Dataset entries
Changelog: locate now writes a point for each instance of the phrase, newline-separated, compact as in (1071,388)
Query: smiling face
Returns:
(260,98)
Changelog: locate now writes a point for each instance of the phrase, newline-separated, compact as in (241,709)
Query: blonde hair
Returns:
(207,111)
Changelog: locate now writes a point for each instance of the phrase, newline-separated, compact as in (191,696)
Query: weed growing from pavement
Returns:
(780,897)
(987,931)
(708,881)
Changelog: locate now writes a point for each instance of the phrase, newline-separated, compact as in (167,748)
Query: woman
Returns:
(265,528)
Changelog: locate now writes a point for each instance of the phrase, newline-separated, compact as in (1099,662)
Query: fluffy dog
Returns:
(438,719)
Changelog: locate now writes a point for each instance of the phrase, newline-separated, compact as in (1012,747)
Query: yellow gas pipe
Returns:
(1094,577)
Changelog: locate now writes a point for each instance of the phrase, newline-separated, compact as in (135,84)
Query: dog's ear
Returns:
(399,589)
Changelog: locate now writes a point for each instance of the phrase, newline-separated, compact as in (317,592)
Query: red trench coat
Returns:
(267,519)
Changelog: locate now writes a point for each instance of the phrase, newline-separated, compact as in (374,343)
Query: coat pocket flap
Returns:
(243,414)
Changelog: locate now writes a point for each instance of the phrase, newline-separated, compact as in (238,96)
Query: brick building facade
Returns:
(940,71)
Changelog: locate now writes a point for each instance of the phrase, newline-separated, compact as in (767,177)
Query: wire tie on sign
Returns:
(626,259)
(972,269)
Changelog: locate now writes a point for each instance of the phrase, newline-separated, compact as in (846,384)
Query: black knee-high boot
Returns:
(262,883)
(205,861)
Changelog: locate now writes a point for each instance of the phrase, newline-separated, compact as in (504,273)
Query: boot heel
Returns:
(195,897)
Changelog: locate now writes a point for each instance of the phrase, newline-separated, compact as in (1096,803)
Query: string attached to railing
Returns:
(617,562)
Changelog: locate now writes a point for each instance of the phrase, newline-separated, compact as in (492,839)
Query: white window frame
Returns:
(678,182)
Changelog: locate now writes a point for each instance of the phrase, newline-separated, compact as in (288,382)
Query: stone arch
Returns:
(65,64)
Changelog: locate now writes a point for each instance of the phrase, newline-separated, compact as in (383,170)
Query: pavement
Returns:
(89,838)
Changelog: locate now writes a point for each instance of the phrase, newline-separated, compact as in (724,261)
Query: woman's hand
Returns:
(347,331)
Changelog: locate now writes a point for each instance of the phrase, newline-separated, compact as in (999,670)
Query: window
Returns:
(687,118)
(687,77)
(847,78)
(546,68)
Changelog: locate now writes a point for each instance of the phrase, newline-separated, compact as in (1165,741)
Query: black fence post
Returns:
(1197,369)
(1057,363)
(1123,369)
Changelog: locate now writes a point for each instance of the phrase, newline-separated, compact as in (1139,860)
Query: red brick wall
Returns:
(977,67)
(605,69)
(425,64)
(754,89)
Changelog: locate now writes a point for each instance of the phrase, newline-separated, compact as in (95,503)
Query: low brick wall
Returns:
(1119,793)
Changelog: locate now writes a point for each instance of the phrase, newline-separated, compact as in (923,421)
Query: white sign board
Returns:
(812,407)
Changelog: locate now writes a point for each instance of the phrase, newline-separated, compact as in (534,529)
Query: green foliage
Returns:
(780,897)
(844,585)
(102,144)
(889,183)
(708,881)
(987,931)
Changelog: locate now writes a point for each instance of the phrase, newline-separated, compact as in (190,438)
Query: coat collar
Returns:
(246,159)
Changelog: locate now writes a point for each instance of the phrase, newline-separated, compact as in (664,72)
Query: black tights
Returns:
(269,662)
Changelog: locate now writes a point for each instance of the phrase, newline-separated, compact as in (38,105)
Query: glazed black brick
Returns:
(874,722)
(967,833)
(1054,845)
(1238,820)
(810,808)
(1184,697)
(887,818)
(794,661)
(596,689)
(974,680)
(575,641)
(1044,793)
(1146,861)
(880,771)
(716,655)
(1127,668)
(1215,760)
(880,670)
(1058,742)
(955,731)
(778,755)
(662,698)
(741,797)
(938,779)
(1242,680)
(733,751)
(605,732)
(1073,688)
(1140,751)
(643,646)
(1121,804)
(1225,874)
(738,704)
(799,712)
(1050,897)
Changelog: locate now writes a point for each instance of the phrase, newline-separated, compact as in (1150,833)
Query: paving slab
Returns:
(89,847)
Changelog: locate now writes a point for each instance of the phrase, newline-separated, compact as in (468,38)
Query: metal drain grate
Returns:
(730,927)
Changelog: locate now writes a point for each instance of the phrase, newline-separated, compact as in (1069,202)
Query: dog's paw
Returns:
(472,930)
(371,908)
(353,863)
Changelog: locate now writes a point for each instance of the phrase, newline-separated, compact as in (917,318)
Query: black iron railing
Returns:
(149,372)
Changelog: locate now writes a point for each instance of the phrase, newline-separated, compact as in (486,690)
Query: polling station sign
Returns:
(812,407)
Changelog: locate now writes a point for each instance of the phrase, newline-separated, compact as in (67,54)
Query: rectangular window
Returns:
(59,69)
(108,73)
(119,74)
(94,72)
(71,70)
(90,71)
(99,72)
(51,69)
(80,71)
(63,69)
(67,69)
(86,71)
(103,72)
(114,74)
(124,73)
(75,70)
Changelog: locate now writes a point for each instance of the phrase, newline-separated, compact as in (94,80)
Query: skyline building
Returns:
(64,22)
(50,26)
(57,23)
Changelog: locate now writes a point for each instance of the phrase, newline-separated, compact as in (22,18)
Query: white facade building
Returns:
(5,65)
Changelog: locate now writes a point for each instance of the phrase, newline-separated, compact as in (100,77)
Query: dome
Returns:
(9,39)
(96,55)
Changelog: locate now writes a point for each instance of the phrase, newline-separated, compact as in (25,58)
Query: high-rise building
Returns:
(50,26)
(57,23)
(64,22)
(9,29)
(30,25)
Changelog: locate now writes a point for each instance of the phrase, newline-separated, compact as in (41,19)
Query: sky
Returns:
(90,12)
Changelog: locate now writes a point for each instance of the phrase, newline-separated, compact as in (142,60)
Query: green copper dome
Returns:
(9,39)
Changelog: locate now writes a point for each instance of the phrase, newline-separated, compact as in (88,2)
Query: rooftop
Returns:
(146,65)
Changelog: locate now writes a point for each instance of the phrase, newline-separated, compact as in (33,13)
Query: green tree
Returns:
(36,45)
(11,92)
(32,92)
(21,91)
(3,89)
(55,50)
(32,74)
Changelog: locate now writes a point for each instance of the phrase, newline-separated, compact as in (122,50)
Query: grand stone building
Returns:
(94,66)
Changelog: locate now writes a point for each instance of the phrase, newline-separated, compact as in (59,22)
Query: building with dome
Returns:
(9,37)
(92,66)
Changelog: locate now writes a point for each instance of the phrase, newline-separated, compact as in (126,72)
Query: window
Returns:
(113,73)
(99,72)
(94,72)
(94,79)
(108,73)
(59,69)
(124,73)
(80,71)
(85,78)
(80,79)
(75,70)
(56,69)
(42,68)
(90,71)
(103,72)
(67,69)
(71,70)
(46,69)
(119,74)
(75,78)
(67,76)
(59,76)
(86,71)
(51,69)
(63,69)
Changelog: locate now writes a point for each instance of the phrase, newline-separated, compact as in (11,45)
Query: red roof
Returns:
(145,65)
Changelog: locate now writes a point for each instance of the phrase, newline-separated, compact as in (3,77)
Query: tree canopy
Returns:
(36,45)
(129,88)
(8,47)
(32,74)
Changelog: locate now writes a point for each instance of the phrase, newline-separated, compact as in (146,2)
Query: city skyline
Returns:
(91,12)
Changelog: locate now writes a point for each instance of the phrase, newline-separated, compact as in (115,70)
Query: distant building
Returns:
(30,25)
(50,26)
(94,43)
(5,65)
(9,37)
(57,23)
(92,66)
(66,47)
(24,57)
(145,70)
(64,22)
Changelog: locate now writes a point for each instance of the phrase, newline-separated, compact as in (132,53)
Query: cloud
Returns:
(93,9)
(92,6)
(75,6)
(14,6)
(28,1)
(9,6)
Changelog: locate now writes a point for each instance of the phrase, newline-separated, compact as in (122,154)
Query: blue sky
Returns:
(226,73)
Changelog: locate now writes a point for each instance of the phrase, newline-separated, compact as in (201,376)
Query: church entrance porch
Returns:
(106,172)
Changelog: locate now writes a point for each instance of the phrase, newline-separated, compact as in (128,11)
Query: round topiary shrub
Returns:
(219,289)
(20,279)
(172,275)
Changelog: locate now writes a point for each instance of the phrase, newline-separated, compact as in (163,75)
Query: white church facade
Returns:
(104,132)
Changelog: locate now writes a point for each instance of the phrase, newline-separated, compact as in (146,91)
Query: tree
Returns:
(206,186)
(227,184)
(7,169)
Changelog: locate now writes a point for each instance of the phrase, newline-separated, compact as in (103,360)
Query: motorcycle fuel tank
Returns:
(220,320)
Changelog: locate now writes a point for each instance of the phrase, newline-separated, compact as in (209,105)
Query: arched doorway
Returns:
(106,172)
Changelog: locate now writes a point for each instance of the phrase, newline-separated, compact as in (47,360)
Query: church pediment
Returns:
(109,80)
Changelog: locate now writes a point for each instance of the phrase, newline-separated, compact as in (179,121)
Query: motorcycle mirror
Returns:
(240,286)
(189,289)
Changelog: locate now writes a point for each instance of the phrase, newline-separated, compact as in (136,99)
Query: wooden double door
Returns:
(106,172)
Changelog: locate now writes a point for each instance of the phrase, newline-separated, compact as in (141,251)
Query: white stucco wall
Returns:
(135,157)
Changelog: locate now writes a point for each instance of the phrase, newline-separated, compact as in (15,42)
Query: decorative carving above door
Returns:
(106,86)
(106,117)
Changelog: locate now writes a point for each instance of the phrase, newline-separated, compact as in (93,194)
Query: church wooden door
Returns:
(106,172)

▸ **Task objective**: Please reproduce, exactly as they appear above, the lines from the line containing "Query: polling station sign" up to and including the line containing "Query: rectangular window".

▸ **Answer space**:
Query: polling station sign
Returns:
(812,407)
Changelog: locate now writes a point for each instance of the phrase, newline-separated, compact as in (67,54)
Query: rectangular window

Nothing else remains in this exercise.